Region pointing data:
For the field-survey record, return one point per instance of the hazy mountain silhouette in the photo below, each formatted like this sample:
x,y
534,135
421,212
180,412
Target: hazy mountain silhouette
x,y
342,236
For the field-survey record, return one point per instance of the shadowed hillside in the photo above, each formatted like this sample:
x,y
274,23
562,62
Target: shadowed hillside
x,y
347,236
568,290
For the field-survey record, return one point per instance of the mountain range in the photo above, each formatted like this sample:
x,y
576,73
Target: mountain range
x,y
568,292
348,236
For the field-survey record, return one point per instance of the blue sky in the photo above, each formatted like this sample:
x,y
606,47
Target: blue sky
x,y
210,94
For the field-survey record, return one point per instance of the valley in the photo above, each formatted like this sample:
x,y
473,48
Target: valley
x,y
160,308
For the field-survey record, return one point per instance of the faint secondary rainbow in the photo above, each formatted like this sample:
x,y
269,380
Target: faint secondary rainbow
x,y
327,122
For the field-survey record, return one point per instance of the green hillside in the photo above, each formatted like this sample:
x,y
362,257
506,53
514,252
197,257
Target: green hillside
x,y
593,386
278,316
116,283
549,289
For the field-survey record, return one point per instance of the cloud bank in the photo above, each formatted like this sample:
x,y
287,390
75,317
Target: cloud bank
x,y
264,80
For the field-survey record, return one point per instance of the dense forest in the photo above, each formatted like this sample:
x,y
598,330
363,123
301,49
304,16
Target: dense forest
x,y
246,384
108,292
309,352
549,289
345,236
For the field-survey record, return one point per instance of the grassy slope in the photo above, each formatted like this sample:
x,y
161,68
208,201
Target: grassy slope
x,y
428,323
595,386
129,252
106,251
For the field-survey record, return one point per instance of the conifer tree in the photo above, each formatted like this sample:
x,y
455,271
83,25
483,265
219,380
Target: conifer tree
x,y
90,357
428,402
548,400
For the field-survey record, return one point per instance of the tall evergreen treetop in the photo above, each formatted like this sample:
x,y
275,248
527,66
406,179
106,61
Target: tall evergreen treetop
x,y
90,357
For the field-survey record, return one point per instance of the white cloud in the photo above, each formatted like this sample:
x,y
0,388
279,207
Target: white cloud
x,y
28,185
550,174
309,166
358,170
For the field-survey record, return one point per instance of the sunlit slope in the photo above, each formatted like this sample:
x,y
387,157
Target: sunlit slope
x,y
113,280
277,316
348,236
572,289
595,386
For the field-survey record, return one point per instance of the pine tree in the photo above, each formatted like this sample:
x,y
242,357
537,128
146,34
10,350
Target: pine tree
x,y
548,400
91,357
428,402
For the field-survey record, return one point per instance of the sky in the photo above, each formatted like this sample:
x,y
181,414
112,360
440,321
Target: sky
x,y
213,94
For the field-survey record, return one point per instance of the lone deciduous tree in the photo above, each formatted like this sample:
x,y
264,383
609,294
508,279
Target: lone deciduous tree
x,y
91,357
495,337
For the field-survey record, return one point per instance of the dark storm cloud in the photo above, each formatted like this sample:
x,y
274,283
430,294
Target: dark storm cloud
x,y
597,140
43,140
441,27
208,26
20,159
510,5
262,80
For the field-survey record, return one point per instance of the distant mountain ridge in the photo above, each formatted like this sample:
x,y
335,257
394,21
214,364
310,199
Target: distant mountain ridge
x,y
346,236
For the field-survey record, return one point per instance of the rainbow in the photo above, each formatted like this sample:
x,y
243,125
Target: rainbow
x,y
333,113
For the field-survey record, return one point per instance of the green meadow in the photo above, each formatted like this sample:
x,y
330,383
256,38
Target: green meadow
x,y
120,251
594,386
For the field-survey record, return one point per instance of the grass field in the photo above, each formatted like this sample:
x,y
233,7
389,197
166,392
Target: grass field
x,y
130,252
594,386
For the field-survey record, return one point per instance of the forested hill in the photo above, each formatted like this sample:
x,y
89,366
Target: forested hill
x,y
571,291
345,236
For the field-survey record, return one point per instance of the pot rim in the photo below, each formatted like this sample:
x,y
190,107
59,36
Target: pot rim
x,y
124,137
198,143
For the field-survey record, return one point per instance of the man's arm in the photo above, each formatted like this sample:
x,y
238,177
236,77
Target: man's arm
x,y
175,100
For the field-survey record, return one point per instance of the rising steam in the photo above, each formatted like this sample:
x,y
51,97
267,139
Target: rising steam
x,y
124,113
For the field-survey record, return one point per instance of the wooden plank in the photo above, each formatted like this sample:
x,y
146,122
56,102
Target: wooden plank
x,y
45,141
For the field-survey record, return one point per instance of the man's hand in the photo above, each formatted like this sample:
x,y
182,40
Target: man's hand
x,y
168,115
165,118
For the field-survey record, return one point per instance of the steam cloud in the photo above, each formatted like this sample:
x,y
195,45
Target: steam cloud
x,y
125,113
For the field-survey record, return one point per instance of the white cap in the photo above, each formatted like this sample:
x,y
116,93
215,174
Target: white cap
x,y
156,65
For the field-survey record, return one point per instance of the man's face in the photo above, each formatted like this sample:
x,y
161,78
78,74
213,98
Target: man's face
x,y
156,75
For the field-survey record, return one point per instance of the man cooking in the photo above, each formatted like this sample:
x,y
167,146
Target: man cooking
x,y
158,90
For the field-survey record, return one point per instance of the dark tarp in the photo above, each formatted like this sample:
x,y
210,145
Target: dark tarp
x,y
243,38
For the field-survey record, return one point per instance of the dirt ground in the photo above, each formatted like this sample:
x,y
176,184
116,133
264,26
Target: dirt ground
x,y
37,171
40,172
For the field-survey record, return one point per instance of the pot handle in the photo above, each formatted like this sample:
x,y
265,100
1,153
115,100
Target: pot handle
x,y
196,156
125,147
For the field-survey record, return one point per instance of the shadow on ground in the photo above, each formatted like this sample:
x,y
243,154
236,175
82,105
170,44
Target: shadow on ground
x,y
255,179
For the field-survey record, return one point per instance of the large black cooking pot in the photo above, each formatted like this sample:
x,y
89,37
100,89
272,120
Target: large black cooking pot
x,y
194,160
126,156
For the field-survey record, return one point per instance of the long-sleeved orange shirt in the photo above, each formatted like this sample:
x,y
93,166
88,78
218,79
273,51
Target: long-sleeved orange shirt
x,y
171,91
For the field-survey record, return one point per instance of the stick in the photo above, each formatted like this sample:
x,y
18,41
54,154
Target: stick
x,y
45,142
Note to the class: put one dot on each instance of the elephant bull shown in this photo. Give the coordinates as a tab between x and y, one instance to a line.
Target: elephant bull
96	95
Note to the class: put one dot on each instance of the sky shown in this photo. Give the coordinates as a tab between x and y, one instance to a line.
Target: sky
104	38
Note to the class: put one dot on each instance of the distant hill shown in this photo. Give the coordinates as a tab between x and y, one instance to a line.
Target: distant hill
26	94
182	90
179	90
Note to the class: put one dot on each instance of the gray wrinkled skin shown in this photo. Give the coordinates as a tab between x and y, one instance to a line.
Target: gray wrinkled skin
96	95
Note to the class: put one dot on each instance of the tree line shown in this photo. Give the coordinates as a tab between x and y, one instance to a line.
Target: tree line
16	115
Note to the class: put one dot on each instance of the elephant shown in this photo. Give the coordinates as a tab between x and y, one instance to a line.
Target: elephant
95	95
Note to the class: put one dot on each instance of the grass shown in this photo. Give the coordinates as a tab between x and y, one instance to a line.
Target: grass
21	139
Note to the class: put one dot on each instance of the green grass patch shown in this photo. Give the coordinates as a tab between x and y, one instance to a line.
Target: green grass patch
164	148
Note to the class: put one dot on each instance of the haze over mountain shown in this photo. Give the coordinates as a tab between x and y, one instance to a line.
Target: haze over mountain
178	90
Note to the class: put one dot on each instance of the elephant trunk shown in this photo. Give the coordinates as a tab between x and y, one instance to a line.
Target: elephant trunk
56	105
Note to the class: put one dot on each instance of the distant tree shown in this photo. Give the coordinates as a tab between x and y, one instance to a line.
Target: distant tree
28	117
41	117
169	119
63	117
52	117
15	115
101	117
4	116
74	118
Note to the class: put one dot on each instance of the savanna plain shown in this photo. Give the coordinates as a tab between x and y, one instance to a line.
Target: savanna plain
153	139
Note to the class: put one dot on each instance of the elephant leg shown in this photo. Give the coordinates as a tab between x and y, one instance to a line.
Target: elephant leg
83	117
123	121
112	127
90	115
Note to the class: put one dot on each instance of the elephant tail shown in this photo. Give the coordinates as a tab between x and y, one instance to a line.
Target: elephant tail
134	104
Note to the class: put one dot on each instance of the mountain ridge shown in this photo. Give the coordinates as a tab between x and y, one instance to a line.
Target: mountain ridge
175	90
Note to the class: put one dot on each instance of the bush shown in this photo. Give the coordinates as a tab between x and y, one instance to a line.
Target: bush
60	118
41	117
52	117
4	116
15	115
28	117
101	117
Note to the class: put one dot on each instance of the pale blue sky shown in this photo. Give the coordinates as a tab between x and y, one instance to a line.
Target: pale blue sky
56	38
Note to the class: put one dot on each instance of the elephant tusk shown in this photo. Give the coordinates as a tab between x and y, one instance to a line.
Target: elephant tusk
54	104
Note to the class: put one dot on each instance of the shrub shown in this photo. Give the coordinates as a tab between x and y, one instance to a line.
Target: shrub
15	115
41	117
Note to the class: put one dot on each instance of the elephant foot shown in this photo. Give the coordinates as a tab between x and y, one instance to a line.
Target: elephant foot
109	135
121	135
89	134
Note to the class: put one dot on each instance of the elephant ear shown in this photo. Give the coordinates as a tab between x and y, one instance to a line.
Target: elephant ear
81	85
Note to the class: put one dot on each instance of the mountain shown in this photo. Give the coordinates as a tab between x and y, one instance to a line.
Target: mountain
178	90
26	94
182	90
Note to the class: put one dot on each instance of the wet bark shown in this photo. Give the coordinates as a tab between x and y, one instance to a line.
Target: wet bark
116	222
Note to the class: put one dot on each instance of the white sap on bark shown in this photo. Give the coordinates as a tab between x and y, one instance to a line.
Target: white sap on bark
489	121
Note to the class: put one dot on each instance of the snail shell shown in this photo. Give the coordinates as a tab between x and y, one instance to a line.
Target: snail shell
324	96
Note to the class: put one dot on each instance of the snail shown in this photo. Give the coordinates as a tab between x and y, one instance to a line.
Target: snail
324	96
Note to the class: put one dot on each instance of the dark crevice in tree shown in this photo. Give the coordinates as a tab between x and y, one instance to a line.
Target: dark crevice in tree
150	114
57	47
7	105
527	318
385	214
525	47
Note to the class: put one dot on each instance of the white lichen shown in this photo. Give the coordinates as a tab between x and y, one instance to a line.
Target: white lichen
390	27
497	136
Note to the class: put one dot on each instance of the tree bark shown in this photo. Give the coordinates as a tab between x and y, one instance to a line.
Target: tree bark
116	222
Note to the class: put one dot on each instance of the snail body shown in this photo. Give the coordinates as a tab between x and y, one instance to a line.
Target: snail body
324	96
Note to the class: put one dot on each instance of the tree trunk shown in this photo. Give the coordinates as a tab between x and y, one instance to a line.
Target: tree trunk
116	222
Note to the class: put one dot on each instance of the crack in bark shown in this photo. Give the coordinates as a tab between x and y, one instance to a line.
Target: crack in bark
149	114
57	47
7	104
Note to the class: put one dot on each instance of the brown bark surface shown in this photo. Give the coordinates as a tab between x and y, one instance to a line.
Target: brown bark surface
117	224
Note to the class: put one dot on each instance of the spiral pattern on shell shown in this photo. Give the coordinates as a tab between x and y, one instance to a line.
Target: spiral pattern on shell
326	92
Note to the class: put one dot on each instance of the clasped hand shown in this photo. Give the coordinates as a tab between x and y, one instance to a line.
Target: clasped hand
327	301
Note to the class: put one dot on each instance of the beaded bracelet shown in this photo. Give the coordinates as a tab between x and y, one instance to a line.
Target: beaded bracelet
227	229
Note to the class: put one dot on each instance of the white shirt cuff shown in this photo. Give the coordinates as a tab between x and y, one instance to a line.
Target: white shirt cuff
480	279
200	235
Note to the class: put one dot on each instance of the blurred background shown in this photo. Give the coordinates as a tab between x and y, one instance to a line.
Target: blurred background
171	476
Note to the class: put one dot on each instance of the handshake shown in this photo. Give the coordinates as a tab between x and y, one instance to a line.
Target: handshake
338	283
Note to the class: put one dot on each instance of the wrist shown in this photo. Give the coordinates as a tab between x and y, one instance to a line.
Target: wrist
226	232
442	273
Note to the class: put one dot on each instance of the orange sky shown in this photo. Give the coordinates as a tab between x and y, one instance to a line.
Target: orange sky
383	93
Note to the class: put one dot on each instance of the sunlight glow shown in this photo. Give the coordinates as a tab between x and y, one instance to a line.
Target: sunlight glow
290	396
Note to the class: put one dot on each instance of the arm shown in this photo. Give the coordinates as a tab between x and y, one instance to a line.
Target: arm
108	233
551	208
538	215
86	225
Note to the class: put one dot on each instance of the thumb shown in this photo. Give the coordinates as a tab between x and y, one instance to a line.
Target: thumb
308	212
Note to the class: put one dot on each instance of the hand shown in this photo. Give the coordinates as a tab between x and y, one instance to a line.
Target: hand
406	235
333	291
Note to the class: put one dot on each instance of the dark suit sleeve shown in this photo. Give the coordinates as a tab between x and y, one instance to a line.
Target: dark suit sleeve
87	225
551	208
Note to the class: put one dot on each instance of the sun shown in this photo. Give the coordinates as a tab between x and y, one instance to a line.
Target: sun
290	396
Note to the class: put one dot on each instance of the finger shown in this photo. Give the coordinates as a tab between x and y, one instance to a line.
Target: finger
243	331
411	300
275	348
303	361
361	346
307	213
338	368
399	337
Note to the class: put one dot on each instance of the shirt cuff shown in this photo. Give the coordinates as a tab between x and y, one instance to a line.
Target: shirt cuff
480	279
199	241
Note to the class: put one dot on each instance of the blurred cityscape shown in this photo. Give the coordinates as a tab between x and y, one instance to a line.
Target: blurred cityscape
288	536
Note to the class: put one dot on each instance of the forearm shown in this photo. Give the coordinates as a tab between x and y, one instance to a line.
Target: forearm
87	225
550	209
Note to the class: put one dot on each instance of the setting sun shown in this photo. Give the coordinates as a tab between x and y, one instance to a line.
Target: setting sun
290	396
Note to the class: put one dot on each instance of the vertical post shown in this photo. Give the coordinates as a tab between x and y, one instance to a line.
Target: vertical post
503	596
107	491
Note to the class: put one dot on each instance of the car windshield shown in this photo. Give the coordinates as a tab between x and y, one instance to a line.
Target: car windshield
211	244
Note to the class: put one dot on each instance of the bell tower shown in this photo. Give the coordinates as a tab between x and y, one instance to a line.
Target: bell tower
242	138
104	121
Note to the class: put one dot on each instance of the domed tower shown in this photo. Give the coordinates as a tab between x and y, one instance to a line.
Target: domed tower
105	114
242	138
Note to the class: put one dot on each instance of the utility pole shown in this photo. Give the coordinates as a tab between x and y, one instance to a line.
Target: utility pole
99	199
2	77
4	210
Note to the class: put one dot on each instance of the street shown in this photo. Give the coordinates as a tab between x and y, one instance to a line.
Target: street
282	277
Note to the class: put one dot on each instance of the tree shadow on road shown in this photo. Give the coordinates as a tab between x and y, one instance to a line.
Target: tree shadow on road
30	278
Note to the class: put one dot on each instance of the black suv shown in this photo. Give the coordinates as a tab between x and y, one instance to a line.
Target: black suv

→ **Exercise**
Your answer must be the lines above from the one containing "the hand shown" to the one containing "the dark suit", both included, restated word for word.

→ **Answer box**
Note to the class: put one dot on each instance of the hand shown in this photo. Give the coordinates as a tab between x and y, one instance to a line.
Target: hand
406	235
333	291
Note to the class: put one dot on each instance of the dark suit sleeve shown in this photo. Give the coordinates as a tab between x and y, one instance to a line.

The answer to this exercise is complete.